> _TEXTE SOURCE_
----
4) Graham va plus loin. Il veut
montrer qu'au-delà de l'inanité de
la VO et de l'implication
saoudienne, il serait réducteur et
dangereux d'en rester à
l'implication de certaines
autorités américaines (minoritaires)
contre leur propre population. Pour
Graham, le slogan : "911 was an
inside job" est terriblement
réducteur. S'il est certain
qu'au-delà du nominal FBI, les
Saoudiens n'ont pu agir sans lien
américain sur le sol américain,
d'autant que les alliances solides
entre Saoudiens et Américains
remontent à la Seconde guerre
mondiale, le problème est plus
profond. Graham évoquait les
puissances ayant soutenu al Quaeda
et aidé les Saoudiens. Il va en
nommer la partie la plus proéminente
: "En juillet dernier, le
sous-comité permanent aux
investigations du Sénat, le Comité
de la sécurité intérieure, a publié
un rapport reprochant au
géant de la banque HSBC d'avoir
ignoré les liens de financement avec
le terrorisme de Al Rahji Bank, la
banque privée la plus importante
d'Arabie Saoudite". L'accusation
n'est pas innocente : suite au
rapport
de la sous-commission d'enquête du
Sénat américain, que Graham ne peut
que très bien connaître, l'affaire
HSBC a éclaté. HSBC se trouve
accusée d'être
l’une de principales lessiveuses
d’argent sale des cartels de la
drogue à l’échelle mondiale. En
particulier, elle :
- a hérité des comptes en banque de
personnalités saoudiennes lorsque
fut fermée la banque
Riggs de Washington,
après les attentats du 911. Se
trouve impliqué le prince Bandar
"Bush" ben Sultan, qui serait mort
dans un attentat en Arabie saoudite
fin juillet. Il aurait reversé de
l'argent à des agents saoudiens, qui
à leur tour auraient aidé certains
des présumés pirates de l'air
du 911.
----
> _DONNÉES FOURNIES_
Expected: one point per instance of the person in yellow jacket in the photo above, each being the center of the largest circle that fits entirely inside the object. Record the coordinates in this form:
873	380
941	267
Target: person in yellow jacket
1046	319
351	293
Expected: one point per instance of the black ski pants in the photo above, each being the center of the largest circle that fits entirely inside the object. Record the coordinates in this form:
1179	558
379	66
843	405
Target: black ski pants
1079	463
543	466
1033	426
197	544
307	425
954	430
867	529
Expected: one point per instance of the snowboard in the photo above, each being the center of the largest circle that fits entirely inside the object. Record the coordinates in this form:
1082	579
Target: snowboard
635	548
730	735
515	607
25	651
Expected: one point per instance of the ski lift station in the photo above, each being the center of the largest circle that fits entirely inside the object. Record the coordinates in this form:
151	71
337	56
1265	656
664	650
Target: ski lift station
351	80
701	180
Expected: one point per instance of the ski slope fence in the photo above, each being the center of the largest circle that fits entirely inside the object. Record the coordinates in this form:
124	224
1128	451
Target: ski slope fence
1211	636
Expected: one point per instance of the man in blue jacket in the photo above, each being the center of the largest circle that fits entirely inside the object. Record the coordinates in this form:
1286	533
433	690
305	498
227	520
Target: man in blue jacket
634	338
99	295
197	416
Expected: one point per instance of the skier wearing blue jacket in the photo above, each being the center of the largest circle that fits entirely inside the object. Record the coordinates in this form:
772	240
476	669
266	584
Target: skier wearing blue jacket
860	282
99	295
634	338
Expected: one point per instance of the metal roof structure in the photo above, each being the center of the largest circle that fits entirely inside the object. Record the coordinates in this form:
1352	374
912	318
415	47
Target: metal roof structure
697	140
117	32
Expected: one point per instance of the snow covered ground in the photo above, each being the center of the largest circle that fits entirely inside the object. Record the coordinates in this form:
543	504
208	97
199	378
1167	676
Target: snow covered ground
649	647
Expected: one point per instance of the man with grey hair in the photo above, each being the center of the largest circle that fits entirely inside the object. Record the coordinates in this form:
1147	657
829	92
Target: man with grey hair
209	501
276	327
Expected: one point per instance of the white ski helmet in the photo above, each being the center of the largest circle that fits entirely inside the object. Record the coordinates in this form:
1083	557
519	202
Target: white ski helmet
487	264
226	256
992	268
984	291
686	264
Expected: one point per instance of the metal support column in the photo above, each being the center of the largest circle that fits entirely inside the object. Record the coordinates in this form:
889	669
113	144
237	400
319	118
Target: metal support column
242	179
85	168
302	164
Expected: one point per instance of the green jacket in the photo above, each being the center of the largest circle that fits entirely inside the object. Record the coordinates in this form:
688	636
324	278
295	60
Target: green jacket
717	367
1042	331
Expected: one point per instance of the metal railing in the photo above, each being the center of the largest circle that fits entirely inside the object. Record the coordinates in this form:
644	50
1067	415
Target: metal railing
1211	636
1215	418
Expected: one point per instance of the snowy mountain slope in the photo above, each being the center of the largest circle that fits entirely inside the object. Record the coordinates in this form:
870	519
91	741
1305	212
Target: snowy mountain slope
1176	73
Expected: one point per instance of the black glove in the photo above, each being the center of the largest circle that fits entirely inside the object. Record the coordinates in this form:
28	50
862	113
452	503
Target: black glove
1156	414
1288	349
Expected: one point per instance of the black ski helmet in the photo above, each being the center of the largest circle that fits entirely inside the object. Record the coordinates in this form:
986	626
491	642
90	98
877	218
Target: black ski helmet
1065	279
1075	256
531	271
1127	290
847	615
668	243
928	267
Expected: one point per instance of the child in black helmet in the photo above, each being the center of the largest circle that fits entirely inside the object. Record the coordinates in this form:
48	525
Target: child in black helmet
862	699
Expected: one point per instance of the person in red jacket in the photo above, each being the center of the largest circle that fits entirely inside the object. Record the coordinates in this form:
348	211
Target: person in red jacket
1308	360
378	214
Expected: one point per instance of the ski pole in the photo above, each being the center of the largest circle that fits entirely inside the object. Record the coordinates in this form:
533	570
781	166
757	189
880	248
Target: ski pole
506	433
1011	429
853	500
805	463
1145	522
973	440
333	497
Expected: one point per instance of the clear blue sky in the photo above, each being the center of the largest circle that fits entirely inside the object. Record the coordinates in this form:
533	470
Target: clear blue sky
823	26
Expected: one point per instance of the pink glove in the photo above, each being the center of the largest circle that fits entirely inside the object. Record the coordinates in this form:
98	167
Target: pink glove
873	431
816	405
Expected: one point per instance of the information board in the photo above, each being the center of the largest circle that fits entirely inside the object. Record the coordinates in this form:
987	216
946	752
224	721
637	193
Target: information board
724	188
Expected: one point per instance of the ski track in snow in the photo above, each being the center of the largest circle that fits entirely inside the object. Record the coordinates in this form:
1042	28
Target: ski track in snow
----
> _TÂCHES À RÉALISER_
1. Reproduisez à l'identique, dans le texte sur les attentats du 11 septembre, le passage qui va de "4) Graham va" jusqu'à "autorités américaines (minoritaires)".
2. Combien de lignes des enregistrements contiennent la chaîne "hair" (la casse compte) ? Donnez seulement le nombre.
Le texte et les enregistrements sont sans rapport l'un avec l'autre.

> _CORRIGÉ DES TÂCHES_
1.
4) Graham va plus loin. Il veut
montrer qu'au-delà de l'inanité de
la VO et de l'implication
saoudienne, il serait réducteur et
dangereux d'en rester à
l'implication de certaines
autorités américaines (minoritaires)

2. 2